__The problem__
Rewrite the part of the article on Amodei's chip-export warning that opens with the words "Amodei’s comments at" and closes with "in AI development.". Substitute "firm" for "hawkish".

__Passage shown__
It’s “Crazy” That The US Is Giving China Access To Even Non-Frontline Chips: Anthropic CEO Dario Amodei

Anthropic is producing some of the best models in the world at the moment, but it appears that it believes that the Chinese are still far too close for comfort.

Speaking to Bloomberg at Davos, Anthropic CEO Dario Amodei delivered a stark warning about the Trump administration’s reported willingness to ease chip export restrictions to China. The AI leader didn’t mince words, comparing the potential policy shift to “selling nuclear weapons to North Korea,” as he outlined why maintaining technological advantage in AI development is critical to national security.

When asked about the administration’s stance on providing high-speed chips and video chips to Chinese companies, Amodei confirmed his concerns. “The thing that is holding them back, and they’ve said it themselves, the CEOs of these companies say it’s the embargo on chips that’s holding us back,” he explained. “They explicitly say this and now indeed there are some policies and I hope they change their mind to explicitly send, not quite our latest generation of chips, although it was reported that even that was being considered, but the generation of chips that’s just one back that’s still extremely powerful.”

Amodei emphasized the significant lead the United States currently holds in chip manufacturing capabilities. “We are many years ahead of China in terms of our ability to make chips. So I think it would be a big mistake to ship these chips,” he said.

The Anthropic CEO then painted a vivid picture of what’s at stake in the AI race, framing it in terms of raw cognitive power. “The analogy I’ve thought of, if you think about the incredible national security implications of building models that are essentially cognition, that are essentially intelligence, right? I’ve called where we’re going with this a country of geniuses in a data center. Imagine a hundred million people smarter than any Nobel Prize winner, and it’s gonna be under the control of one country,” he warned.

His conclusion was unequivocal: “I think this is crazy. It’s a bit like selling nuclear weapons to North Korea and bragging.”

A Consistent Voice Against Easing Export Controls

Amodei’s comments at Davos represent a continuation of his hawkish stance on chip exports to China. He had previously asked for export curbs of chips to China in early 2025, emphasizing the strategic importance of maintaining the United States’ technological edge in AI development.

His concerns come at a critical juncture in US-China tech policy. In December last year, the US decided to allow Nvidia H200 sales to China while taking a 25% cut, a move that sparked immediate debate in the tech community. Just days later, the rationale became clearer when the US Commerce Secretary explained that the decision was intended to split Chinese developers between US and Chinese tech ecosystems to slow them down.

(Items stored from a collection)

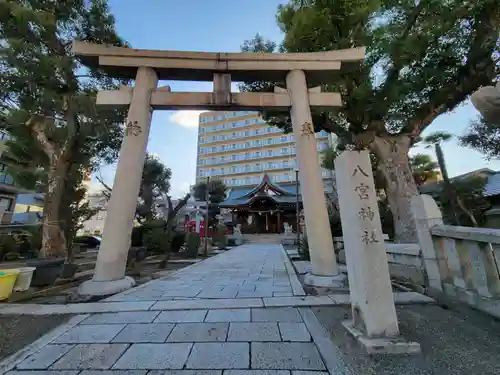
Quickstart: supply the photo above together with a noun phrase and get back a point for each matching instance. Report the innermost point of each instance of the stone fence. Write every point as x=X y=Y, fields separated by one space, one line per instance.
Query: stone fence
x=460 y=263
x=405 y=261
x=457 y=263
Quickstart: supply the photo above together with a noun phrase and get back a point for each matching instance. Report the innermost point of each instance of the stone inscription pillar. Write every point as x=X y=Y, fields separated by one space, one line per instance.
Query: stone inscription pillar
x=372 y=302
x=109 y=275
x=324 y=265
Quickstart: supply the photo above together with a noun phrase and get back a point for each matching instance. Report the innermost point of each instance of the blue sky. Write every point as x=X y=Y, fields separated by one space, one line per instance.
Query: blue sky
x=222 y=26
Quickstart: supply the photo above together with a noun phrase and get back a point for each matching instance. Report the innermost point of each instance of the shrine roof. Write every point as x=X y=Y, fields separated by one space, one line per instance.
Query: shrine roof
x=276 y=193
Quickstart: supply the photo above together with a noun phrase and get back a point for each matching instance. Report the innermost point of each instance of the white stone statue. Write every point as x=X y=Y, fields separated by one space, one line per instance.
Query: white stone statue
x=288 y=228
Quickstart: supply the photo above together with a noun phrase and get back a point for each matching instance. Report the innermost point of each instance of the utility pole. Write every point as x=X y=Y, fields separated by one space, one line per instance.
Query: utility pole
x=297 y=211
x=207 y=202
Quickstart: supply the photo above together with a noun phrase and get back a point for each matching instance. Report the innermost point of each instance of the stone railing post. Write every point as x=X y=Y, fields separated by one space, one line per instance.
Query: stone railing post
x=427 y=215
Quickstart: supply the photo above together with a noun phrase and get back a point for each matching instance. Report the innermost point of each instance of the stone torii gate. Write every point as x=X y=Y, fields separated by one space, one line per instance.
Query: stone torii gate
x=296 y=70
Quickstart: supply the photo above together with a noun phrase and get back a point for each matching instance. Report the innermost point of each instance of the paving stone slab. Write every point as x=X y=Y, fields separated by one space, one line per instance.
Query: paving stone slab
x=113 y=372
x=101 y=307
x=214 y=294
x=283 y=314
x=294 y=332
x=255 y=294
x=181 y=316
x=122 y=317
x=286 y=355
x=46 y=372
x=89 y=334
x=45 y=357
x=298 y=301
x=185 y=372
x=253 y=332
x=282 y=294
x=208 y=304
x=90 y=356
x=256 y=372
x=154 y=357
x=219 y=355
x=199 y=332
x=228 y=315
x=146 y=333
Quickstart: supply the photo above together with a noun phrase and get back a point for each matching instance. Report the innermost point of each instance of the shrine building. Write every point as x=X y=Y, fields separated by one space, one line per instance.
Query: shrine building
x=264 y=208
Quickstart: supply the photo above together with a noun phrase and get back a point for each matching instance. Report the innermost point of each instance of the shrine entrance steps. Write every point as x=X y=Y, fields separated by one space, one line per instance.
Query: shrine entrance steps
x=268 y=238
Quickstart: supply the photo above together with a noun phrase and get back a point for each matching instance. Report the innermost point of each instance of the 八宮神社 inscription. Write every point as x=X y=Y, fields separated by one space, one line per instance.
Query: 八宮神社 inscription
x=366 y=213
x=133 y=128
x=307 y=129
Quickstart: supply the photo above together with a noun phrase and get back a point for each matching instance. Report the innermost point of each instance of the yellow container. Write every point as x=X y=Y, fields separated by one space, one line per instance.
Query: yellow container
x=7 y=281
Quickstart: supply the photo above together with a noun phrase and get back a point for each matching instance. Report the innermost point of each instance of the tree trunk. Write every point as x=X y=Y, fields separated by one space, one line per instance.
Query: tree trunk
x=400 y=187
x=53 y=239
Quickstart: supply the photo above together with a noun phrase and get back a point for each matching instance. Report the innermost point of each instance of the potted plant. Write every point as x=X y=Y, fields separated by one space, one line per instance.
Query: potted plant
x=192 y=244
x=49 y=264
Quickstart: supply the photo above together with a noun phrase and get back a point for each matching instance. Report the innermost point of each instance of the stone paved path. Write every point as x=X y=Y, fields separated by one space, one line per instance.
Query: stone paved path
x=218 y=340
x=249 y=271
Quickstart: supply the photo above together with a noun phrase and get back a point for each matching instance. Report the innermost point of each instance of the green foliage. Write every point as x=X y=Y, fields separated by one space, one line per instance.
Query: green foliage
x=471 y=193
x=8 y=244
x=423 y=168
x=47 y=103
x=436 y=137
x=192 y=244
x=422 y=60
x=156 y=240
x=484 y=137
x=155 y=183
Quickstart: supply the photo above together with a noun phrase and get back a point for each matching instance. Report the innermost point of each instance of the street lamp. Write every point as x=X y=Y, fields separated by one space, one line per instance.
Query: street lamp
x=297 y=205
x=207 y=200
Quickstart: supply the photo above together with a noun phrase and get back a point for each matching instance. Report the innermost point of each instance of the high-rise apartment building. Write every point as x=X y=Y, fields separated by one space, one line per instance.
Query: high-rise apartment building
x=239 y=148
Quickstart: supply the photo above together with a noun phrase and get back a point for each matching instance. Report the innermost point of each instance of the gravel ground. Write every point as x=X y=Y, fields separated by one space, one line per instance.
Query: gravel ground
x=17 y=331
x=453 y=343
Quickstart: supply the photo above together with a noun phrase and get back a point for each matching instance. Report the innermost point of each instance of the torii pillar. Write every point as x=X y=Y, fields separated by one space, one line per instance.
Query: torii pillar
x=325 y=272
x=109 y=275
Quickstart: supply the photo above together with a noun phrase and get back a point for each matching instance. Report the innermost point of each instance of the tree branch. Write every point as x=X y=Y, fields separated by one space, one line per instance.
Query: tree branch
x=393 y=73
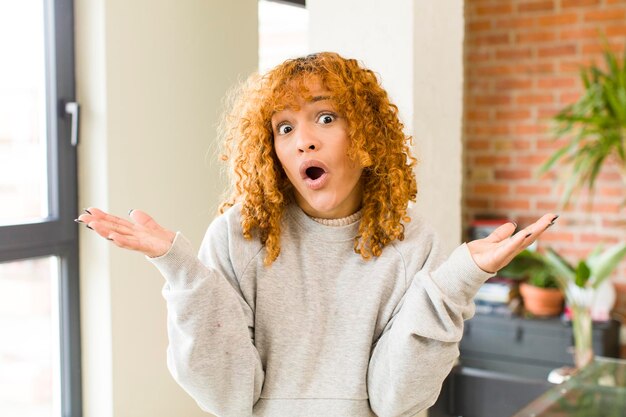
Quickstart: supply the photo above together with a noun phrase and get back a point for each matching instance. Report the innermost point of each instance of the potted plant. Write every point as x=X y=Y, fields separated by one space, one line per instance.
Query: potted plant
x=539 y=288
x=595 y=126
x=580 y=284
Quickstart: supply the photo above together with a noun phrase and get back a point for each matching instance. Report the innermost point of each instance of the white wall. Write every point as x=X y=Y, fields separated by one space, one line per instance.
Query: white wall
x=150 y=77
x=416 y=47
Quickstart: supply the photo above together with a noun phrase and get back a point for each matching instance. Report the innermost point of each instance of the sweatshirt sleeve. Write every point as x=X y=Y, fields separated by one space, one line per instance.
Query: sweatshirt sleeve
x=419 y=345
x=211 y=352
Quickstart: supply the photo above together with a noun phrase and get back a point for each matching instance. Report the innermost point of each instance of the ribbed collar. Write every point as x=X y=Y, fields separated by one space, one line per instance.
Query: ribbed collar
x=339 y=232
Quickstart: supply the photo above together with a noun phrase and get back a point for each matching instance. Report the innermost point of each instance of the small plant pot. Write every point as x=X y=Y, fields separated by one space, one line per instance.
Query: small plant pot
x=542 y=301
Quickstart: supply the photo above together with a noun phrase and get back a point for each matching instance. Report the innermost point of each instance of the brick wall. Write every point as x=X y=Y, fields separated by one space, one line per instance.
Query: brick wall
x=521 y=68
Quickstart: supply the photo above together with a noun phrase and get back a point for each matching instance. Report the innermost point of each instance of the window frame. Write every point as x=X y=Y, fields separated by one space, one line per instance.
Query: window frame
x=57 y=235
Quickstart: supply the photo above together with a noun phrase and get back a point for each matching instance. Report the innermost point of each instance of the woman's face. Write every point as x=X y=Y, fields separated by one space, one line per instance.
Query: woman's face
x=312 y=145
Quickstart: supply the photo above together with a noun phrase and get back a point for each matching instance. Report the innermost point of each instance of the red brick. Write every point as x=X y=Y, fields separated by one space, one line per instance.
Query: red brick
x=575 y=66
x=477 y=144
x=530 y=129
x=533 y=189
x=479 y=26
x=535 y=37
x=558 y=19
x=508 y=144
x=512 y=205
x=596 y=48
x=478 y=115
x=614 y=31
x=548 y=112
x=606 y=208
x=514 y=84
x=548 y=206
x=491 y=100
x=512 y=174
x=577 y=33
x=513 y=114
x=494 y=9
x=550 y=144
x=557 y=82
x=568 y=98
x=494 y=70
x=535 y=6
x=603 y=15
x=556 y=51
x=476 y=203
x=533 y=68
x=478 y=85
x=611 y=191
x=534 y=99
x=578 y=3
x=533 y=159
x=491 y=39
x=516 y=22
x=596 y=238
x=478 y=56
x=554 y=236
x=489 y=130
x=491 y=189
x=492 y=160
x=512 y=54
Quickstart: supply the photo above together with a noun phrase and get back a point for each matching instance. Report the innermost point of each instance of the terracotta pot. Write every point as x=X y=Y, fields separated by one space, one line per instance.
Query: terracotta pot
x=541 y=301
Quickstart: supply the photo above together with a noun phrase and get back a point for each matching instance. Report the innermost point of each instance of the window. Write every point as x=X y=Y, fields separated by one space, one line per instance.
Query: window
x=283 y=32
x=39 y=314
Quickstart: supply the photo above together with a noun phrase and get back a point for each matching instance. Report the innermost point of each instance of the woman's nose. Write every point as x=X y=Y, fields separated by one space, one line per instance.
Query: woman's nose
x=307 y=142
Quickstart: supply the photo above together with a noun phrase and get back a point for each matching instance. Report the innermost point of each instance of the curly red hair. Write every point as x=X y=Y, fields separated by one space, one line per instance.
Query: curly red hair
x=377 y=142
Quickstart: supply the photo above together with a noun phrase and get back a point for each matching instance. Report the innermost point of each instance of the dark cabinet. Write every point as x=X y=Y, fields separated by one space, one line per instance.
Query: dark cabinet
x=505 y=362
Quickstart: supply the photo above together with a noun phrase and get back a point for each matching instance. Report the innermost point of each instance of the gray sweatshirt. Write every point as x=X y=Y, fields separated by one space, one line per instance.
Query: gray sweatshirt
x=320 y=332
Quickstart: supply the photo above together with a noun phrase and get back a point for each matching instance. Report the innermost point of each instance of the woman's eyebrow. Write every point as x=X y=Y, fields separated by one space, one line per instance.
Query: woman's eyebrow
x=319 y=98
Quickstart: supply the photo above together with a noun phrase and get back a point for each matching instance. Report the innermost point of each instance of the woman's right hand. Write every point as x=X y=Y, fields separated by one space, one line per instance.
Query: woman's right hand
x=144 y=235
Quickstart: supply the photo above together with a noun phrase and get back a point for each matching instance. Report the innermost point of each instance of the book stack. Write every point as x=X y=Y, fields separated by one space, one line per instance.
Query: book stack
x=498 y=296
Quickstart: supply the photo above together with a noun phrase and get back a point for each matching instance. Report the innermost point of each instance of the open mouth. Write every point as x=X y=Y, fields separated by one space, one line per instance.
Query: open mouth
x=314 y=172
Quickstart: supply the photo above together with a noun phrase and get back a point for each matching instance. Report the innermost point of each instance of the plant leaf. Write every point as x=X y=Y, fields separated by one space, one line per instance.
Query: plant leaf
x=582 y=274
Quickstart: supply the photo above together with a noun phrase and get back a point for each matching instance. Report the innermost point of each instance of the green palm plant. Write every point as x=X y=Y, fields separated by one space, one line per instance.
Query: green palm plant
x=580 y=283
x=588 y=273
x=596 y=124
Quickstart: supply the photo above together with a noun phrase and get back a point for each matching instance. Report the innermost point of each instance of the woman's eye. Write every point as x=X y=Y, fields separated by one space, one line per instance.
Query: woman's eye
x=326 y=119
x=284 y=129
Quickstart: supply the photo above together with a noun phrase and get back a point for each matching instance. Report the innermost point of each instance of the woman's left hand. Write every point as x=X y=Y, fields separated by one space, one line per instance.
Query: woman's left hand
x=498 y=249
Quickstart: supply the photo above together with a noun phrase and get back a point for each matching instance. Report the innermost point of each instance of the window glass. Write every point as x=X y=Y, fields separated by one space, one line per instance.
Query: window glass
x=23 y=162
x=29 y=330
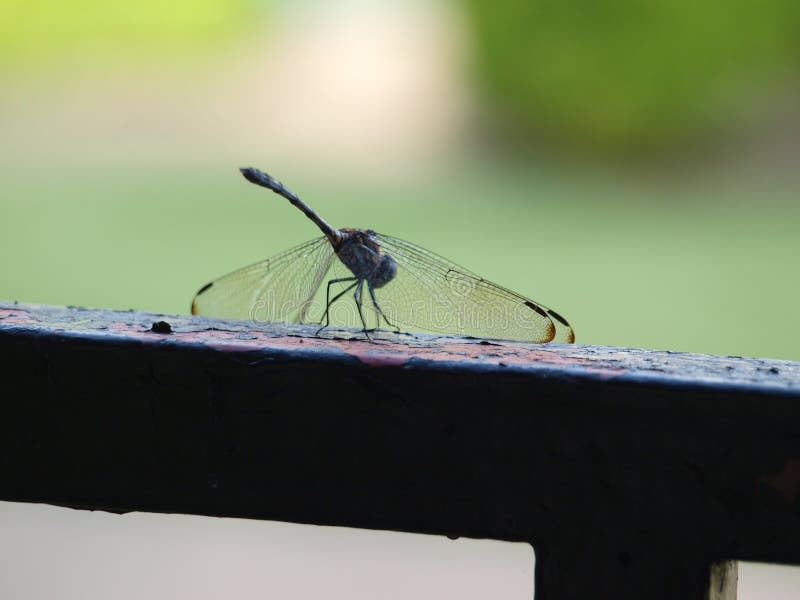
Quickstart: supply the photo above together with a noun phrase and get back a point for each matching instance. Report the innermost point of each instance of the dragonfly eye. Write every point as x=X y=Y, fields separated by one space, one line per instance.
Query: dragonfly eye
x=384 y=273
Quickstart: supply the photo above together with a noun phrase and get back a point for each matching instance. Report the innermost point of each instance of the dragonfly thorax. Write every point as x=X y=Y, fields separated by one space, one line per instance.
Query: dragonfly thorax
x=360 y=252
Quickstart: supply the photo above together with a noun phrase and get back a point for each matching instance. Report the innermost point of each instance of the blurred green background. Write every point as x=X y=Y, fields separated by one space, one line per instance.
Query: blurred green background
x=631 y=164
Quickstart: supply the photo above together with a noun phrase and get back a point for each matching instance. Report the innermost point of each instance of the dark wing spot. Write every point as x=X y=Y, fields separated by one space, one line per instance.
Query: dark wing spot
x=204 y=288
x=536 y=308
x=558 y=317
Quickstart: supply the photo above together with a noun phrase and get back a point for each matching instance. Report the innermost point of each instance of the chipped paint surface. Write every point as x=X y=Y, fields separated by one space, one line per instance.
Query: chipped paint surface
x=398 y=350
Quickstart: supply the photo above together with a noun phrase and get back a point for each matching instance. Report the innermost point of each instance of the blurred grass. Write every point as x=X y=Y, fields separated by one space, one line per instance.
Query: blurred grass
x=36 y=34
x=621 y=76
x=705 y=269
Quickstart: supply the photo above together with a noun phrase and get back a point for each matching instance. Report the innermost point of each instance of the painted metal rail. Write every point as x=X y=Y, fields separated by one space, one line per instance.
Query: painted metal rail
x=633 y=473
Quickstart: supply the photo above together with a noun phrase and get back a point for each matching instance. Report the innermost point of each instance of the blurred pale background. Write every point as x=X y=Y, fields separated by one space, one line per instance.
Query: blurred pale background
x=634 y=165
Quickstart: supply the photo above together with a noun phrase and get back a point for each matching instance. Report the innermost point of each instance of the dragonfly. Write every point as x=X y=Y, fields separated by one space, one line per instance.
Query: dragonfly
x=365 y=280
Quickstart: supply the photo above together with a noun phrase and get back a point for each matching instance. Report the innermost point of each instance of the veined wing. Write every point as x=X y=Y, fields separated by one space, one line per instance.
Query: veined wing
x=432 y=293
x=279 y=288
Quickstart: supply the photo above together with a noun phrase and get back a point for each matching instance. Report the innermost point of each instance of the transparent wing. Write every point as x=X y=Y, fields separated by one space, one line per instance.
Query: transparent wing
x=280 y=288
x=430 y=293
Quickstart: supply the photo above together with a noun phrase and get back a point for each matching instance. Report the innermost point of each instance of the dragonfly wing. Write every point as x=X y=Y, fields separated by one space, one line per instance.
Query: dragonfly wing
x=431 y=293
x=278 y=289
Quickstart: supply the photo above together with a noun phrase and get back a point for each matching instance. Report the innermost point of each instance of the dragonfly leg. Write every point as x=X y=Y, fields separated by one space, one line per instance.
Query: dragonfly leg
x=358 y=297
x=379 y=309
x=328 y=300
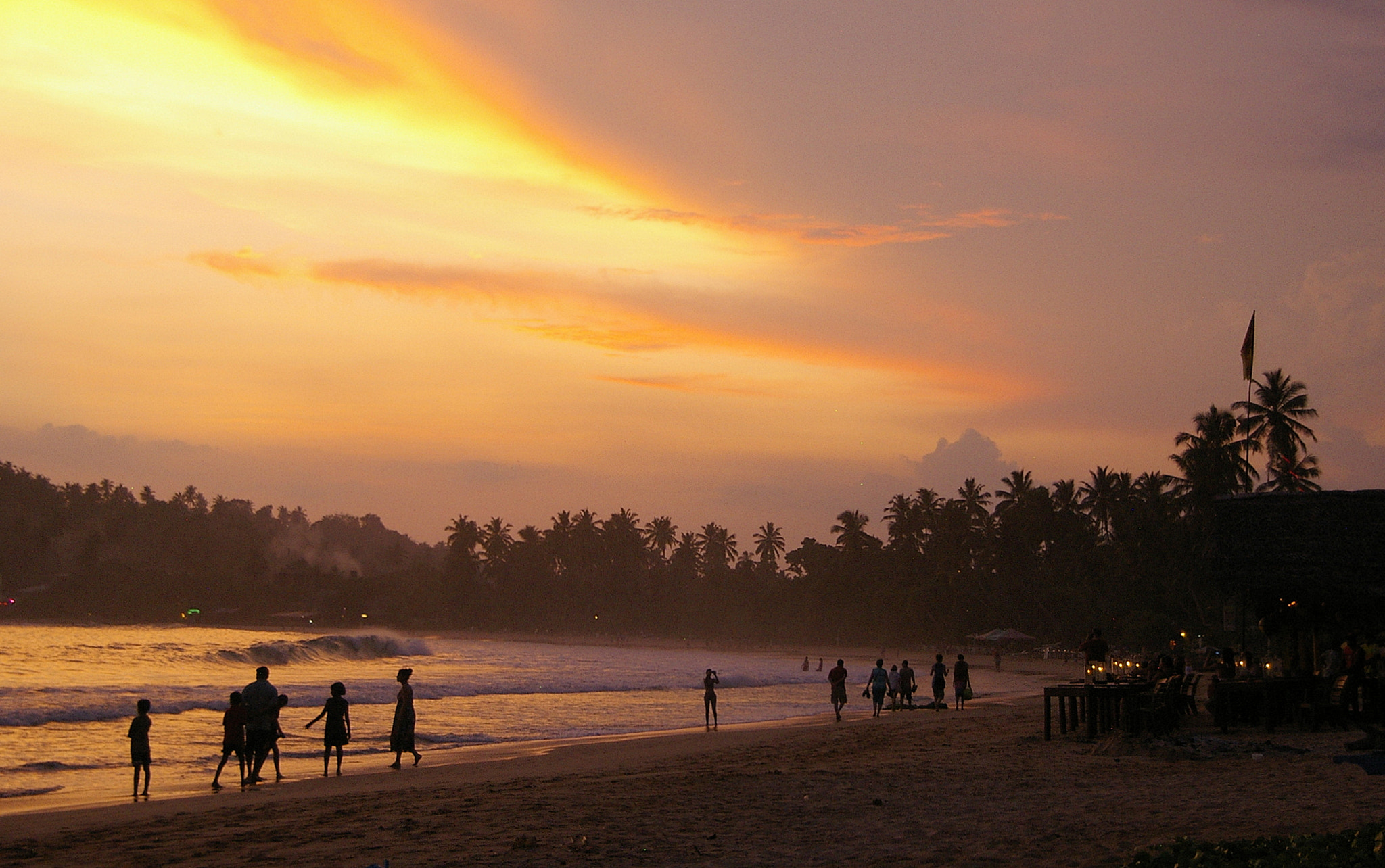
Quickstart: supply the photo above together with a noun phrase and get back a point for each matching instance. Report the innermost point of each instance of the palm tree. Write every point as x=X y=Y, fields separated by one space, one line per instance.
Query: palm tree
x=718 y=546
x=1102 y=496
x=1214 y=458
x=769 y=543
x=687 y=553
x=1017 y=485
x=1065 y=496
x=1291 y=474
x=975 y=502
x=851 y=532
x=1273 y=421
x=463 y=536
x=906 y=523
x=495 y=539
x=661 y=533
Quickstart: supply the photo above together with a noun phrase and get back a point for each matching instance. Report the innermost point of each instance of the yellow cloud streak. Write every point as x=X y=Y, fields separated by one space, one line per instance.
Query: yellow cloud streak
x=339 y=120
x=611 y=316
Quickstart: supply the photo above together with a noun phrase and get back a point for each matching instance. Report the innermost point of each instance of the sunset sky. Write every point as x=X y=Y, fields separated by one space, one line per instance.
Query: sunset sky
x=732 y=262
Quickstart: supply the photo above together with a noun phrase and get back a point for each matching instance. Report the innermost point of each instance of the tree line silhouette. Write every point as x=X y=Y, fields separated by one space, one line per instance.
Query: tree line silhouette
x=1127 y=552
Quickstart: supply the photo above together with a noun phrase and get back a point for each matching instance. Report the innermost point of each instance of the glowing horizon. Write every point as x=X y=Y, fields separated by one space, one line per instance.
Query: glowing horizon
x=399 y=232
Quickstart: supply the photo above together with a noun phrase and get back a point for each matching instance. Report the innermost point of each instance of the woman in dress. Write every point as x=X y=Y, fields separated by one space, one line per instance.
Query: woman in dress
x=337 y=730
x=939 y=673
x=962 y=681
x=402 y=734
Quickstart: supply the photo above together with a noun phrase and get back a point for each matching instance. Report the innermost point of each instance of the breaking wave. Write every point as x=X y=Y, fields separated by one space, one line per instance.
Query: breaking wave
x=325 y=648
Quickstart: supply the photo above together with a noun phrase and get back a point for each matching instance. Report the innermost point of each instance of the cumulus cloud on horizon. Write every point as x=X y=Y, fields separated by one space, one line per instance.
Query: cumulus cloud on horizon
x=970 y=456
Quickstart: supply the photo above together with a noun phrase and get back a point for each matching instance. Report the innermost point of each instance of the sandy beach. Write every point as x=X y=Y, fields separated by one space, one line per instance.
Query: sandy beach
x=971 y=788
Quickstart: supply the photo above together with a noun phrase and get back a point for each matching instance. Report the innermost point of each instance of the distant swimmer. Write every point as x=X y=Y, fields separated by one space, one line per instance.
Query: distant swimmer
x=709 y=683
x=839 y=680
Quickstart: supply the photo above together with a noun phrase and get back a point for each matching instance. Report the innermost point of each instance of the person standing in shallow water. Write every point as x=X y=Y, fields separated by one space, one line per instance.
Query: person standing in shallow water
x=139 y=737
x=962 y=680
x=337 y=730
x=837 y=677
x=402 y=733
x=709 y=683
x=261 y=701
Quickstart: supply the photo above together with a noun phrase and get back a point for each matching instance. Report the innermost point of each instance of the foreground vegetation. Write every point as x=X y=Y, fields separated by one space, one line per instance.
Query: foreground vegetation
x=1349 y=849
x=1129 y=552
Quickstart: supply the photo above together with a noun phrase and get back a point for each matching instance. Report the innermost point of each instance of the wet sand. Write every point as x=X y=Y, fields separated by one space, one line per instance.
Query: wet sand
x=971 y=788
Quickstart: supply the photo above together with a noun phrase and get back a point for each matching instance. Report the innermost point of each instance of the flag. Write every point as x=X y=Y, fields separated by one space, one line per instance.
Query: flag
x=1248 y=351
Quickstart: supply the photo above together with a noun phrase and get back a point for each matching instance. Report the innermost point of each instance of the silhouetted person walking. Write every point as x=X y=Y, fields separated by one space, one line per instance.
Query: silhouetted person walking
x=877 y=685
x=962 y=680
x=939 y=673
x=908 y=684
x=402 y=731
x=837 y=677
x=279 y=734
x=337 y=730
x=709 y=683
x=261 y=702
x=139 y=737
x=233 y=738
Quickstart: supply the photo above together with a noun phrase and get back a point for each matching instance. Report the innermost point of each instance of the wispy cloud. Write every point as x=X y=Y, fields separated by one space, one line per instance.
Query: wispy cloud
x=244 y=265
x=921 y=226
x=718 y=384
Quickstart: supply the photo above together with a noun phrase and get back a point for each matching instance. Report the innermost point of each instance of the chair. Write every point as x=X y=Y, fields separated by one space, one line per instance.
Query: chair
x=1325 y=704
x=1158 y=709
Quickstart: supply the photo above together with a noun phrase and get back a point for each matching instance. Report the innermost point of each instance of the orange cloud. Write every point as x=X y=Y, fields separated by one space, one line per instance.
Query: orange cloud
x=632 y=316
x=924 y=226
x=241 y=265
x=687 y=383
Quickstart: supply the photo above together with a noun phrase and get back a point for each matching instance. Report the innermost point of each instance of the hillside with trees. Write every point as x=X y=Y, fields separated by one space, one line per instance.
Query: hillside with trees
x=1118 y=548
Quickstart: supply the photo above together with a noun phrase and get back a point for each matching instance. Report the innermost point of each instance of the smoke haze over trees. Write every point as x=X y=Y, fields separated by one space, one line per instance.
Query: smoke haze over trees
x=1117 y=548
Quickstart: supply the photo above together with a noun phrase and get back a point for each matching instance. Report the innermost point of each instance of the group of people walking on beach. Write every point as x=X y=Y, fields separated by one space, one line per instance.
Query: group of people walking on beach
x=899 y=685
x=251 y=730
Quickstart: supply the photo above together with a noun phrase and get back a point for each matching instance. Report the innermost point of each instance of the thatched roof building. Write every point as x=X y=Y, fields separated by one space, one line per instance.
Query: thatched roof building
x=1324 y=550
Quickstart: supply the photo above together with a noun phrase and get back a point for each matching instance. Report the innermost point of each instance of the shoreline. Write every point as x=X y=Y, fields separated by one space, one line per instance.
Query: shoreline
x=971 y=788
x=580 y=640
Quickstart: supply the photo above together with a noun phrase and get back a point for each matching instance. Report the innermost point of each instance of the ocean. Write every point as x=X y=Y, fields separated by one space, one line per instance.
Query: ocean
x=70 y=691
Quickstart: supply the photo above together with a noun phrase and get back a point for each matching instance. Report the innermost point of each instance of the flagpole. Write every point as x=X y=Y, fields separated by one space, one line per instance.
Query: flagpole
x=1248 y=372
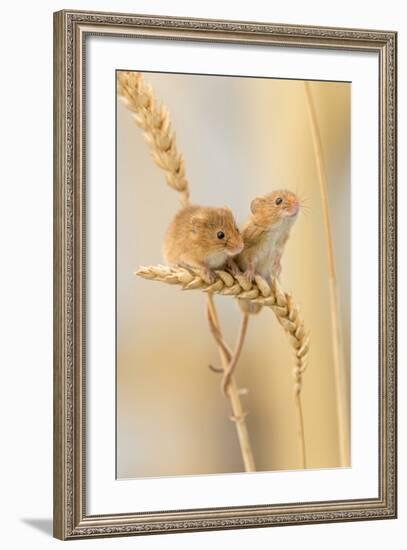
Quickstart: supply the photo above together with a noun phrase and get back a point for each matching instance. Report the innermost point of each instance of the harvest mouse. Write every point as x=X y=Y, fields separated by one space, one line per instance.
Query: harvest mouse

__Output__
Amodei’s comments at Davos represent a continuation of his firm stance on chip exports to China. He had previously asked for export curbs of chips to China in early 2025, emphasizing the strategic importance of maintaining the United States’ technological edge in AI development.